Required work: Select every line in the records below that contains the string "logo", and copy each one. Matching is case-sensitive.

Supplied material:
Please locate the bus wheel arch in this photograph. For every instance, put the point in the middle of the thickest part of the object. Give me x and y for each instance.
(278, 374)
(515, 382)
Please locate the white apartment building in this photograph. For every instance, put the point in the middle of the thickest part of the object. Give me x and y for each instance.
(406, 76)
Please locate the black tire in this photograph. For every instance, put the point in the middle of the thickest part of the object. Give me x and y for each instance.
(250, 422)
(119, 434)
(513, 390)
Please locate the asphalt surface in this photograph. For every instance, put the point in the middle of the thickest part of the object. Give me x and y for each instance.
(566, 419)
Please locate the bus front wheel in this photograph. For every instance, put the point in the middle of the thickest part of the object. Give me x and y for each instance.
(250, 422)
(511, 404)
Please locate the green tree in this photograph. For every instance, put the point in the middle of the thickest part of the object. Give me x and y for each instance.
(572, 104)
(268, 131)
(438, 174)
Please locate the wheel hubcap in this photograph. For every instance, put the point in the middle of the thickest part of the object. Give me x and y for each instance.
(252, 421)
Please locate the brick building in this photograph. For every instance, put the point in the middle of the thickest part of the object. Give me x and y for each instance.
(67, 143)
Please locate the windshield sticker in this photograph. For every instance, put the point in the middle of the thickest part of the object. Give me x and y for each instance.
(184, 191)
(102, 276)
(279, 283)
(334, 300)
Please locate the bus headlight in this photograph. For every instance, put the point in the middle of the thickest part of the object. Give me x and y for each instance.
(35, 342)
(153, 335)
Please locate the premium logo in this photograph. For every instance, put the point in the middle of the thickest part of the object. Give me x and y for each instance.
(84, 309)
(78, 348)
...
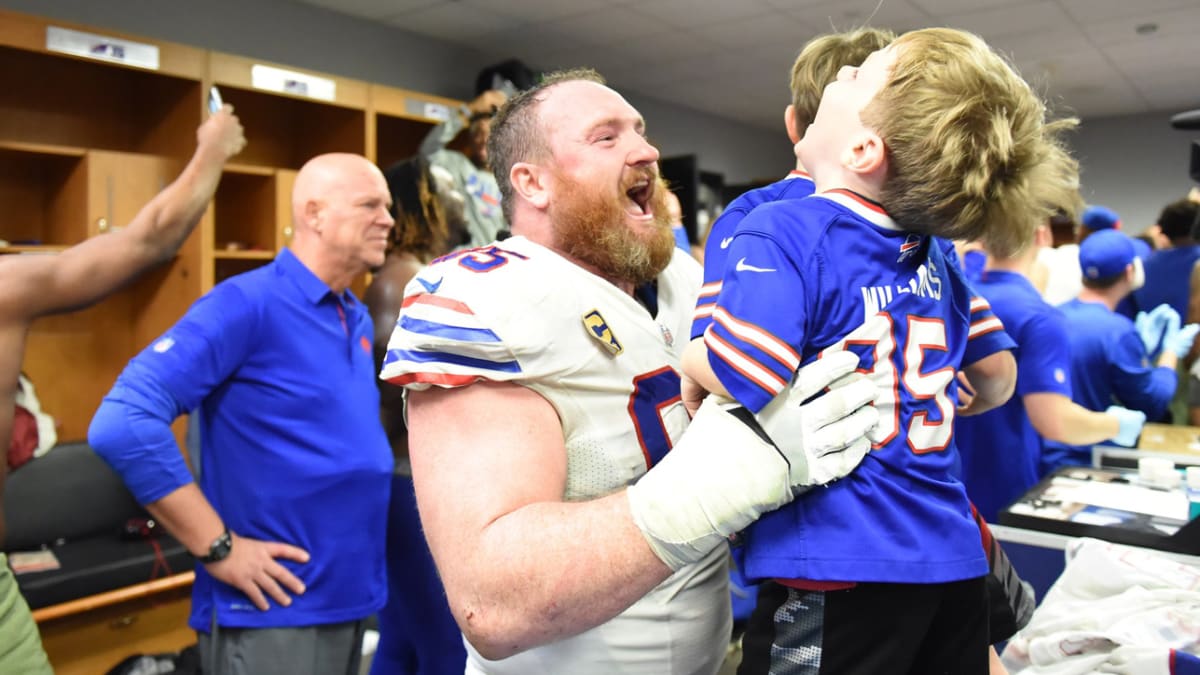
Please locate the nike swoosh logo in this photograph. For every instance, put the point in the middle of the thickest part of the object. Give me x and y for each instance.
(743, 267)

Task solution:
Please locate the premium logo in this photograph. For every instance, put the point in the middle of the thickest part of the object. Give me x and y for each instance.
Please locate the nike swoosh logo in this photograph. For every instance, put the point in the middle of the thickest part of the object. Give me x and y for each instance.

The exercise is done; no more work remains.